■ **TASK REQUIREMENTS**
Change each "Query" in the material below to "Target" and write all of it out again with nothing else altered. Leave the pictures out of your answer.

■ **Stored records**

******

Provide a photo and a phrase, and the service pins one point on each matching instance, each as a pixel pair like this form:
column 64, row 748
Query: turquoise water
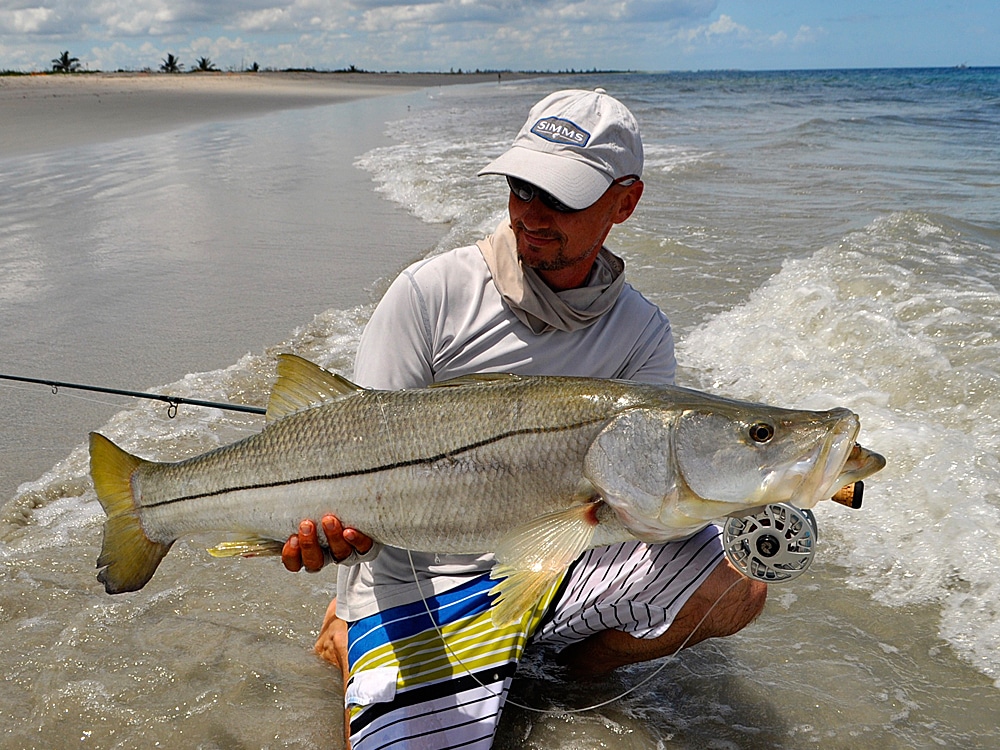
column 817, row 238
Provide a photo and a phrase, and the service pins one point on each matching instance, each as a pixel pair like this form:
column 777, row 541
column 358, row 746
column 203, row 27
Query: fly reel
column 775, row 544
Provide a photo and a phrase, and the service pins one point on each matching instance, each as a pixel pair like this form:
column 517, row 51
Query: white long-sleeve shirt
column 444, row 317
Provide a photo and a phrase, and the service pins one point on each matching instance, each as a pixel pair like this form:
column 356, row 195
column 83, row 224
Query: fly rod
column 172, row 401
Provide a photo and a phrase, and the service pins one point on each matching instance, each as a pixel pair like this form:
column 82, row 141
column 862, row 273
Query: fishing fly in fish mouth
column 492, row 500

******

■ **WRITTEN SOLUTION**
Provide a photo and a phrase, and the service pins one point on each matching instance, each as a pixel pair like this form:
column 64, row 748
Target: turquoise water
column 817, row 238
Provide a photo and a phrase, and the service pins one point on each matching instance, each as a pixel pair like this form:
column 777, row 541
column 358, row 746
column 203, row 27
Target: fly reel
column 775, row 544
Provide a photo and a phrase, and the service pins one point on each matching instance, each as a pixel pair like this form:
column 517, row 51
Target: white long-sleeve shirt
column 444, row 317
Provide a photo and a phrase, and the service pins one point on each matching instance, each as a pixel pair like this form:
column 356, row 195
column 83, row 224
Target: fly rod
column 172, row 401
Provide a photo and a phrase, and the service pins one point on each matching instance, each as a pixel pair like this form:
column 82, row 141
column 862, row 273
Target: fishing fly in fish mouth
column 492, row 500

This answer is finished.